- _Your assignment_: Two lines in the data below mark the range: the one with "Pinpoint the yellow" and the one with "Pinpoint the asphalt". Return both, along with every line between them, exactly.

- _Records provided_:
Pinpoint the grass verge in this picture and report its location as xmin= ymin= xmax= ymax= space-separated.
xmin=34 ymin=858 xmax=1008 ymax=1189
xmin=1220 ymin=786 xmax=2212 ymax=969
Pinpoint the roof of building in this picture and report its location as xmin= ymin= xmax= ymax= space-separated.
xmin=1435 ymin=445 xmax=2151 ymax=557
* * *
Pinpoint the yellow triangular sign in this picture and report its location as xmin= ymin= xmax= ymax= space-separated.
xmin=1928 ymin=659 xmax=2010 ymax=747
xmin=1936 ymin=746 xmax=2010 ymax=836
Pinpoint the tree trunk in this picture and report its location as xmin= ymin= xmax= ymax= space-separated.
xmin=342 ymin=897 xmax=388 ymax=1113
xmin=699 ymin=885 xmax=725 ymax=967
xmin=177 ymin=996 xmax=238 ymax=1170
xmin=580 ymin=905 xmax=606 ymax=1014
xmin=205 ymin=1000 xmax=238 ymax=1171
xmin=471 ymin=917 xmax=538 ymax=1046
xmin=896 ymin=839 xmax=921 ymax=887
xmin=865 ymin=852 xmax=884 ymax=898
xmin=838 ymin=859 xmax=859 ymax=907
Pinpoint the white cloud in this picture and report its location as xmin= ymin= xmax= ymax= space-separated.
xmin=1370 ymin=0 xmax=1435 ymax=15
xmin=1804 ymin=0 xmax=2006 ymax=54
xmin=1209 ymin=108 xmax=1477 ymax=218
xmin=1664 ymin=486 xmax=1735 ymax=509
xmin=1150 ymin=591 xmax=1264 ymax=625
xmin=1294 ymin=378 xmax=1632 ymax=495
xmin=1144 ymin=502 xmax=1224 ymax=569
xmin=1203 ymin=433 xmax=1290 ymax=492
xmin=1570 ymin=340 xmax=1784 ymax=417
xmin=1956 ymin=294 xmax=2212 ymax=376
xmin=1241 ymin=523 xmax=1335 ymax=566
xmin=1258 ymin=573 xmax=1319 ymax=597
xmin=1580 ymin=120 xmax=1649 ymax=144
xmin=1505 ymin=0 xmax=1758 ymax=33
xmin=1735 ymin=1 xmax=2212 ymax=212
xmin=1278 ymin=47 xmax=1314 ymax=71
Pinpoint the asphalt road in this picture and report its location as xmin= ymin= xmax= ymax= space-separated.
==
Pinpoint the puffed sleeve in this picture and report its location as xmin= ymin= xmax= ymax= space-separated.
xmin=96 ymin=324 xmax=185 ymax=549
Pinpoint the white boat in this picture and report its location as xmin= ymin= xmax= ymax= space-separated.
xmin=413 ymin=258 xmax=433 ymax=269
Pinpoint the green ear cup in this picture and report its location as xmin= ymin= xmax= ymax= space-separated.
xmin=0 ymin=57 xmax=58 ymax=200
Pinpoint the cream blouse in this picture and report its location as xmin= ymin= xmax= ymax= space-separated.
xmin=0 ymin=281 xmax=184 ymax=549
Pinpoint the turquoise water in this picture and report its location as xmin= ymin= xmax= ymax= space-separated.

- _Exercise answer_:
Pinpoint the yellow triangular sign in this picture and report its location as xmin= ymin= xmax= ymax= space-separated.
xmin=1928 ymin=659 xmax=2010 ymax=747
xmin=1936 ymin=746 xmax=2010 ymax=836
Pinpoint the tree trunk in this picture and report its location as xmin= ymin= xmax= ymax= space-separated.
xmin=342 ymin=897 xmax=388 ymax=1113
xmin=699 ymin=885 xmax=725 ymax=967
xmin=177 ymin=996 xmax=238 ymax=1170
xmin=580 ymin=905 xmax=606 ymax=1014
xmin=205 ymin=1000 xmax=238 ymax=1171
xmin=471 ymin=917 xmax=538 ymax=1046
xmin=896 ymin=839 xmax=921 ymax=887
xmin=865 ymin=852 xmax=884 ymax=898
xmin=838 ymin=859 xmax=859 ymax=907
Pinpoint the white cloud in this picture and report its location as xmin= ymin= xmax= ymax= space-separated.
xmin=1370 ymin=0 xmax=1435 ymax=15
xmin=1804 ymin=0 xmax=2006 ymax=54
xmin=1209 ymin=108 xmax=1477 ymax=218
xmin=1664 ymin=486 xmax=1735 ymax=509
xmin=1150 ymin=591 xmax=1264 ymax=625
xmin=1294 ymin=378 xmax=1632 ymax=495
xmin=1144 ymin=502 xmax=1224 ymax=569
xmin=1203 ymin=433 xmax=1290 ymax=492
xmin=1570 ymin=340 xmax=1784 ymax=417
xmin=1956 ymin=294 xmax=2212 ymax=376
xmin=1241 ymin=523 xmax=1335 ymax=566
xmin=1258 ymin=573 xmax=1319 ymax=597
xmin=1580 ymin=120 xmax=1649 ymax=144
xmin=1505 ymin=0 xmax=1758 ymax=33
xmin=1735 ymin=1 xmax=2212 ymax=212
xmin=1278 ymin=47 xmax=1314 ymax=71
Pinpoint the asphalt road in this picture and report its location as xmin= ymin= xmax= ymax= space-separated.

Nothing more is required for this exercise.